■ **Task**: Write the next part of the passage on financing public-interest health technologies, starting after its final question.

Supplied passage: Begin

Beyond Individual Solutions
The challenge of scaling public-interest health technologies is ultimately a challenge about how we value work that serves the common good. Markets excel at allocating resources when goods are excludable and benefits accrue to those who pay. They fail when neither condition holds—when the benefits of innovation spill out across entire communities, when the people who need a technology most are precisely those who cannot afford it.
This is not a bug in the system; it is the system working as designed. Markets follow incentives, and the incentives remain misaligned with equity. What is required, then, is not just better support for individual organizations but a fundamental rethinking of how we finance and sustain innovation in domains where market logic breaks down.
This might mean new forms of patient capital that prioritize long-term impact over near-term returns. It might mean government procurement practices that actively cultivate public-interest alternatives to commercial products. It might mean philanthropic strategies that move beyond early-stage catalytic funding to embrace the less glamorous work of helping proven organizations endure.
Most fundamentally, it requires acknowledging that some innovations—those that serve communities the market has abandoned, that address problems too complex or unprofitable for commercial solutions—will never be self-sustaining in a traditional sense. They will always require subsidy, whether from government, philanthropy, or some novel mechanism we have yet to imagine.
The question is not whether we can afford to provide this support; the question is whether we can afford not to. Are we content with a healthcare system where innovation serves only those who can pay for it, or do we believe that the tools to advance human health should be available to all?

Supplied passage: End
Extracted records: Begin

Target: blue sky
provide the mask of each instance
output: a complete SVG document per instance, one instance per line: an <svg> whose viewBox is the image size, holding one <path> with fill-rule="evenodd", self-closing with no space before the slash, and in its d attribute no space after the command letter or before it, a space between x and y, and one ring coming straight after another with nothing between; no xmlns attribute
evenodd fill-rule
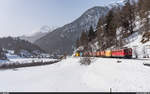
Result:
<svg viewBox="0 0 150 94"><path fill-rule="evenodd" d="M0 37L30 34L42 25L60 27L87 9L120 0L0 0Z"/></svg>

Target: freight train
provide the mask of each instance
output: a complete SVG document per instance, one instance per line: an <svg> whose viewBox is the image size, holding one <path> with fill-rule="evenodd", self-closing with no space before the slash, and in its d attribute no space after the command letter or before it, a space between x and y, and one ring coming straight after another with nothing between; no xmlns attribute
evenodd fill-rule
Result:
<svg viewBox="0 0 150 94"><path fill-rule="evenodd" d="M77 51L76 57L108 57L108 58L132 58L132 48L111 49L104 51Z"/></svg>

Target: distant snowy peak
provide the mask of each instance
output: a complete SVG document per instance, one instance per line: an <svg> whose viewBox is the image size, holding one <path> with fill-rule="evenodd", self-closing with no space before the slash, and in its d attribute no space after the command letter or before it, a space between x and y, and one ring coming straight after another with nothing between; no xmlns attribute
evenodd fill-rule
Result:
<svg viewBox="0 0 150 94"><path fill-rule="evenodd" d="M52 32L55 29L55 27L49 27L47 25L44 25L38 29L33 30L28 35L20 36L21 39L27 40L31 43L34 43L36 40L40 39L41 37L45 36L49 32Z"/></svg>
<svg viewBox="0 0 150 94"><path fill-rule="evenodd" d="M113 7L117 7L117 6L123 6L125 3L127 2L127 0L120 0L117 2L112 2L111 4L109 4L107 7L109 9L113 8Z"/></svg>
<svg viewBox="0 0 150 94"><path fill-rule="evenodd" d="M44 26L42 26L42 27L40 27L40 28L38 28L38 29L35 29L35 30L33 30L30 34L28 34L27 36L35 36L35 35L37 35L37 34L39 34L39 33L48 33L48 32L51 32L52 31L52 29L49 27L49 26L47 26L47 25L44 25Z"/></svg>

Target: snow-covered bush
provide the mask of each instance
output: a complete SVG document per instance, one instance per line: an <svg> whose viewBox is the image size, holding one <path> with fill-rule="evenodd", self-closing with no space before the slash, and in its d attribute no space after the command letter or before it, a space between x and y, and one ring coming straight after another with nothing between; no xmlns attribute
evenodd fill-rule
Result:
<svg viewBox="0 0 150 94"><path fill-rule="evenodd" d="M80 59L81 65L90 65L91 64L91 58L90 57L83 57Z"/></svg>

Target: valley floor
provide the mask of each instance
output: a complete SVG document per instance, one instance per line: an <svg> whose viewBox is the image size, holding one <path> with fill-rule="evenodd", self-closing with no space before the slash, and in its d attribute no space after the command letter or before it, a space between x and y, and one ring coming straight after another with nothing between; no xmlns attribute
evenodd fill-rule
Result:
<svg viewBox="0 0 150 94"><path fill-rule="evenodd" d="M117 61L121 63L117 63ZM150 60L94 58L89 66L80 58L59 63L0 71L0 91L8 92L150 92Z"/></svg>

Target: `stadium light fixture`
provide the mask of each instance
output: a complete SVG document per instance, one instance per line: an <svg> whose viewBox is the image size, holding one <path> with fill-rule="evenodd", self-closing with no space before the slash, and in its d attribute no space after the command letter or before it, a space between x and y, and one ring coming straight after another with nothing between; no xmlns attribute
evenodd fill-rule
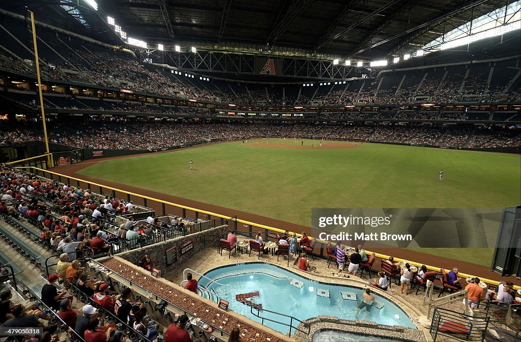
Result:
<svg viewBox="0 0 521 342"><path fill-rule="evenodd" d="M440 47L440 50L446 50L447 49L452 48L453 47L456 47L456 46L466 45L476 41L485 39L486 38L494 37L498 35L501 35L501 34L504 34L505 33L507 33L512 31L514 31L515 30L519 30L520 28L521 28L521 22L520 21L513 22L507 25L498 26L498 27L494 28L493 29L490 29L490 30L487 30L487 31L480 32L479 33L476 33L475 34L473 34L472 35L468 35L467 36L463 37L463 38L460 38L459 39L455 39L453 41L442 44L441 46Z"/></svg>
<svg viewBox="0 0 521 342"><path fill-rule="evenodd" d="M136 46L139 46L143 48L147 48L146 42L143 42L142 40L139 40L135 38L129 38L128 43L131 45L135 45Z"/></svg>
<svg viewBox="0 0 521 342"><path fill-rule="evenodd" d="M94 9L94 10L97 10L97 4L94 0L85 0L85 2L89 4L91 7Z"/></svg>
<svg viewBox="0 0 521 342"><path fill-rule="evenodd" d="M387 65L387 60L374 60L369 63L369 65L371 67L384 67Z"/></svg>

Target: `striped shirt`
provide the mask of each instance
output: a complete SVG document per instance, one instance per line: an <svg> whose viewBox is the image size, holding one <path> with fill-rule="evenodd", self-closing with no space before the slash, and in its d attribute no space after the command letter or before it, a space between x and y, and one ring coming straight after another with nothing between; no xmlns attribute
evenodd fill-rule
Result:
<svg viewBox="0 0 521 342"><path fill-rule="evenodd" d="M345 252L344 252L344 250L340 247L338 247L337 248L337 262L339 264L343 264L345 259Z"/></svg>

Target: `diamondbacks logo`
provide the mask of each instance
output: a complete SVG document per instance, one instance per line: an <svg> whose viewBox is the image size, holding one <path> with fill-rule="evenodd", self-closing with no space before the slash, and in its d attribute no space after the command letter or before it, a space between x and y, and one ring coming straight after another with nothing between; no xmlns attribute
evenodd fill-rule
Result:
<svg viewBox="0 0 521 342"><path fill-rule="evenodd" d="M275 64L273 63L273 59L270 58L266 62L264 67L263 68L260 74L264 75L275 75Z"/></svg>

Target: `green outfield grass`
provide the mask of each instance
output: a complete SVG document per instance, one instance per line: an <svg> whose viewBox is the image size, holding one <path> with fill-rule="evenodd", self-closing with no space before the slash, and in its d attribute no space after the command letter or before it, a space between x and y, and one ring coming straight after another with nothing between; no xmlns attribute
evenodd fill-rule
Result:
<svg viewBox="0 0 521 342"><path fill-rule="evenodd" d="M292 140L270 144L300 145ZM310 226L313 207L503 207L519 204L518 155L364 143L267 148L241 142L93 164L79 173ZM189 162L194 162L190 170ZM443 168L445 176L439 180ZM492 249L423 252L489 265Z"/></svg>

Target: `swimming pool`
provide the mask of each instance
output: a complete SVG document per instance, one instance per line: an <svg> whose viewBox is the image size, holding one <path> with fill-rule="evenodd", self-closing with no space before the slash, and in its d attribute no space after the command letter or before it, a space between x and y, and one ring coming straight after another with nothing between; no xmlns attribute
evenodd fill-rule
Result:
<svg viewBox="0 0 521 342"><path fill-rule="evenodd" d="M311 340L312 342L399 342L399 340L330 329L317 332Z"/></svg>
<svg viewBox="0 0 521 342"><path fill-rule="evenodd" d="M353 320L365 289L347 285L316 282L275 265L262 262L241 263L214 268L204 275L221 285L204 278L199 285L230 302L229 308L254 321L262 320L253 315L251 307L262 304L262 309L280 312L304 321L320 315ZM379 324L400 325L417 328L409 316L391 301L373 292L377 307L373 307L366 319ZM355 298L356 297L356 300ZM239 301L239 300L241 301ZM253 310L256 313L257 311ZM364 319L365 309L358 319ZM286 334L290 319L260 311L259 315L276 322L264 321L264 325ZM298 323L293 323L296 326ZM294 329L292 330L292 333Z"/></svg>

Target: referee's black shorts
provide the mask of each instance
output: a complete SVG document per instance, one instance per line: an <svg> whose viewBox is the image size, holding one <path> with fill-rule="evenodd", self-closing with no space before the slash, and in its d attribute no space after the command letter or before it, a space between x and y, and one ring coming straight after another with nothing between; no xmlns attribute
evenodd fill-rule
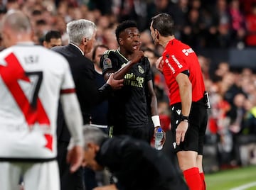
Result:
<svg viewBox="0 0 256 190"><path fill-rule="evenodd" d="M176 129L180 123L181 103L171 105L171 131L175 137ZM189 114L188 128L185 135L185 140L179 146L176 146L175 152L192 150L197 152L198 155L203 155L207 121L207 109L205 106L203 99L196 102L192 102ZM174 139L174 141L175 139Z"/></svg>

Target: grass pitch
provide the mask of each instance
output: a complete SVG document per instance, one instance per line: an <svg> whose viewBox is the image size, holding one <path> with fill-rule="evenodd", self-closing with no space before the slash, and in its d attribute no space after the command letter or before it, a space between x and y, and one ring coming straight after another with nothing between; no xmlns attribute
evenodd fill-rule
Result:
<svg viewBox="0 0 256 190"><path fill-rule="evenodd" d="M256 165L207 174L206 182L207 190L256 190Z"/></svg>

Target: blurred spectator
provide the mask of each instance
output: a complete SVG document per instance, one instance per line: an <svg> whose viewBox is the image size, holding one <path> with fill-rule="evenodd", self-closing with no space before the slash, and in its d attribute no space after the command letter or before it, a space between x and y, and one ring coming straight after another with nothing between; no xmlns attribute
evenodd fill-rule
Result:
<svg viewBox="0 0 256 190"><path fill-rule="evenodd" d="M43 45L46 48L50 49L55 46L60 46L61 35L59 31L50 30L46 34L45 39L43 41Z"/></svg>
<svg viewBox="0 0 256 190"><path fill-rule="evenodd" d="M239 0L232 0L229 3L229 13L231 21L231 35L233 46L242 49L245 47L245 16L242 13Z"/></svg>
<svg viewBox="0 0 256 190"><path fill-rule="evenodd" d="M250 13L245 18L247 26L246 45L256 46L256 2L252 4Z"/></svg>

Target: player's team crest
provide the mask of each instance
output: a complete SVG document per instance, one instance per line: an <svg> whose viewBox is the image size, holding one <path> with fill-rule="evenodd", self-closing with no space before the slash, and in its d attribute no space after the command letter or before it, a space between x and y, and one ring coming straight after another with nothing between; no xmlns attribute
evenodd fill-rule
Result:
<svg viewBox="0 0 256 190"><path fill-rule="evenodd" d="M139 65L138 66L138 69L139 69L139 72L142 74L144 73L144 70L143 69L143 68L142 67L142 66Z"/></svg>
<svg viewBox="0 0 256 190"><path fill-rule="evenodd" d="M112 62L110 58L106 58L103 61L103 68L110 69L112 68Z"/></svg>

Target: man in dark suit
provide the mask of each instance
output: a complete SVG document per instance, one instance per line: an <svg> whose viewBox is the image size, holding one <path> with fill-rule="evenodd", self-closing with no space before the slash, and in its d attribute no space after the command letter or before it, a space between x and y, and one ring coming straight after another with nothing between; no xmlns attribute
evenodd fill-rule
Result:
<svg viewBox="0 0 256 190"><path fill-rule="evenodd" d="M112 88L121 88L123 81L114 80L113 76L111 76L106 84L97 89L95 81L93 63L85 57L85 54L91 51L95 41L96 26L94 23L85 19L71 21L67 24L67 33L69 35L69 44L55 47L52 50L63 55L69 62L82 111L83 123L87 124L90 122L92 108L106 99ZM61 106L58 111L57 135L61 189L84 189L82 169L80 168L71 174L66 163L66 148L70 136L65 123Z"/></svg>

Extracted records: End
Extracted records: Begin

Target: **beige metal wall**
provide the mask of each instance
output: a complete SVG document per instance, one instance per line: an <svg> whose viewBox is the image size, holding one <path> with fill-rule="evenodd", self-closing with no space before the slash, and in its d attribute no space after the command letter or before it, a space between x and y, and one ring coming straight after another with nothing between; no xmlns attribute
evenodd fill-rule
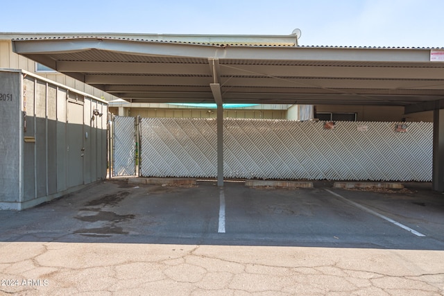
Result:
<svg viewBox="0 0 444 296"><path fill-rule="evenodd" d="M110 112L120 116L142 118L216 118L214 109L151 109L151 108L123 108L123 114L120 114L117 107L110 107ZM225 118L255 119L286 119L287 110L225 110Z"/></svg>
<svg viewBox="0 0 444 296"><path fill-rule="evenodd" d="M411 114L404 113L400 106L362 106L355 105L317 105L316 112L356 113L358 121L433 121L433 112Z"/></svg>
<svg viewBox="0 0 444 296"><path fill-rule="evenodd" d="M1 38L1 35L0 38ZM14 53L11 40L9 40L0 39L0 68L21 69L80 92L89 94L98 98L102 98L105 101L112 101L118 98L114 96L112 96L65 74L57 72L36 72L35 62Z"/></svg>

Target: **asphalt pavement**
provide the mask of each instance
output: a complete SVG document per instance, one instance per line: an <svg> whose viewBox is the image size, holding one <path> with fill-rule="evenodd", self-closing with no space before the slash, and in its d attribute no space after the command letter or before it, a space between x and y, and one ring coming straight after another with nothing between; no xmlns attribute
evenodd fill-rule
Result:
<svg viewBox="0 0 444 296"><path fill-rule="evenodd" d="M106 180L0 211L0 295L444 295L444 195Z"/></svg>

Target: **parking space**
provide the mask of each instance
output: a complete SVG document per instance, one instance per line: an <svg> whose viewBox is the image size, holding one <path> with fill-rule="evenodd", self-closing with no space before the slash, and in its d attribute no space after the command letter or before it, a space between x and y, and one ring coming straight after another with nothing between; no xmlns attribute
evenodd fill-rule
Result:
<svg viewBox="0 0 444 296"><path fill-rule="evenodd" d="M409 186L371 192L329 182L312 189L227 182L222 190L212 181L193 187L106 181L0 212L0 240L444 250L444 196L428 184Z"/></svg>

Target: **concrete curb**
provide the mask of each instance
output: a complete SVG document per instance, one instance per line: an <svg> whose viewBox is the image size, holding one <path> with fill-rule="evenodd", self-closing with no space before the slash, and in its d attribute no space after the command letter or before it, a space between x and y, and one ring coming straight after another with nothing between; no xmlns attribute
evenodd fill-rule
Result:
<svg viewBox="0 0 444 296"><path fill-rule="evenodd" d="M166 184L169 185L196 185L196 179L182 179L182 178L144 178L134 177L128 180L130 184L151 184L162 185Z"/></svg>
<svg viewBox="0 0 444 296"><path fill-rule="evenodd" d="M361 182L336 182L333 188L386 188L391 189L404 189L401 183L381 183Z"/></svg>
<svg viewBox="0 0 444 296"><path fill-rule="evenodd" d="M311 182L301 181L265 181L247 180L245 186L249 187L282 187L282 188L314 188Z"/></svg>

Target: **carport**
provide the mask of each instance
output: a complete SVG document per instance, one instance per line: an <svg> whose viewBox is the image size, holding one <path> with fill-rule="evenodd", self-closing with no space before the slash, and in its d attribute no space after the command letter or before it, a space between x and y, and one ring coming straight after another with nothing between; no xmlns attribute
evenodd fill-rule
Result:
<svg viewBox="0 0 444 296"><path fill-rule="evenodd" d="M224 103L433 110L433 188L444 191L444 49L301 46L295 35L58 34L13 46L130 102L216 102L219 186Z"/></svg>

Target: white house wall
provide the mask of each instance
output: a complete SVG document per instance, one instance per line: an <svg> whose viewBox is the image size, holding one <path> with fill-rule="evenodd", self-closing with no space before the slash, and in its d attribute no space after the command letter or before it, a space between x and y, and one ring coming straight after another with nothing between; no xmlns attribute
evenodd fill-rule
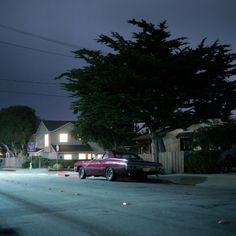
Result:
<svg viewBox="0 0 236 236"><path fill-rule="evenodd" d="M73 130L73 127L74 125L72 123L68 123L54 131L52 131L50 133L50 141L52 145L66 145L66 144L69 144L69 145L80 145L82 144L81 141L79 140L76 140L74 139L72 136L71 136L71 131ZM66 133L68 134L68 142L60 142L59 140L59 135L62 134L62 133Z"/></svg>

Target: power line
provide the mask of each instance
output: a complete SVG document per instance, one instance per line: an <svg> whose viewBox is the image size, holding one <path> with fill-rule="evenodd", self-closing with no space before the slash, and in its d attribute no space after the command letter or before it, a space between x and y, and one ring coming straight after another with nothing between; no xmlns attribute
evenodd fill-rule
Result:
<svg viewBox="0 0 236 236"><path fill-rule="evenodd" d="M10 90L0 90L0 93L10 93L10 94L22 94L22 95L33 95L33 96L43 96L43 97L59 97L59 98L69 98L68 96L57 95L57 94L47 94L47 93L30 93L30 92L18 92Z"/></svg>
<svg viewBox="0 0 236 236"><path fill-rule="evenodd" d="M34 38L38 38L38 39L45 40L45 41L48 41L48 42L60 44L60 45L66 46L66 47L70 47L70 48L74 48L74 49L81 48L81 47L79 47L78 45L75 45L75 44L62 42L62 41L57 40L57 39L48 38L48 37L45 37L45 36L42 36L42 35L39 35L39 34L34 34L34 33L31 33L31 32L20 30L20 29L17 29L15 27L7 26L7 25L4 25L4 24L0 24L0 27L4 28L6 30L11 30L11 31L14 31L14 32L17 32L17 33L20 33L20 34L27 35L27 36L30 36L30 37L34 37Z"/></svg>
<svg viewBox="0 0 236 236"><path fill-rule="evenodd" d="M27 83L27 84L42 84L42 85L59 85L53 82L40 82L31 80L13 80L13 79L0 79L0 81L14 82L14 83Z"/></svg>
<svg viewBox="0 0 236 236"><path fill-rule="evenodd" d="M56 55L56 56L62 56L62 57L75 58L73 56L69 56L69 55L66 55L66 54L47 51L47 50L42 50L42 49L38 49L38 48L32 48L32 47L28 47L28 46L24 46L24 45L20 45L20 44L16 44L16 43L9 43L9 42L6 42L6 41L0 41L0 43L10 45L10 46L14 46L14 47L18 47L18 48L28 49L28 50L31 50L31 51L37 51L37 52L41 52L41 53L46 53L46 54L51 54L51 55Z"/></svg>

Extracted records: End

■ **Result of the exercise**:
The organizations building public-interest health technologies are testing a proposition: that we can create a different kind of innovation economy, one where technical excellence and social mission reinforce rather than contradict each other. Their success or failure will signal not just the viability of particular technologies but the viability of equity itself as an organizing principle for how we solve problems. That is a test we cannot afford to fail.
– Lara Mangravite, PhD and Geoffrey W. Smith.
First Five
First Five is a curated list of articles, studies, and publications that have caught our eye on the topics of public goods and emerging applied technologies. This posting features public interest health technologies that have caught our eye:
1/ OpenCRVS
In order for a person to access government-provided social services, one needs a legal identity. OpenCRVS is an open source platform used by governments and NGOs in low resource settings to perform civil registrations including the generation of legal birth certificates.
2/ Mental Health Innovations
UK charity leveraging text based apps and other simple technologies to provide mental health support.
3/ Every Cure
Drug repurposing organization seeking to quickly match and treat patients with existing, effective medications.
4/ OpenADME
Nonprofit coalition distributing open-source predictive models of safety and toxicity for small molecules to enable more reliable, cheap, and effective discovery of treatments.
5/ TTAM Research Institute
Companies rarely transition from for-profit to nonprofit, so all eyes are on 23andMe as they do so. Early indicators from their Lung Cancer Genetics Study and open source data platform point to use of their technology to advance early disease screening and detection.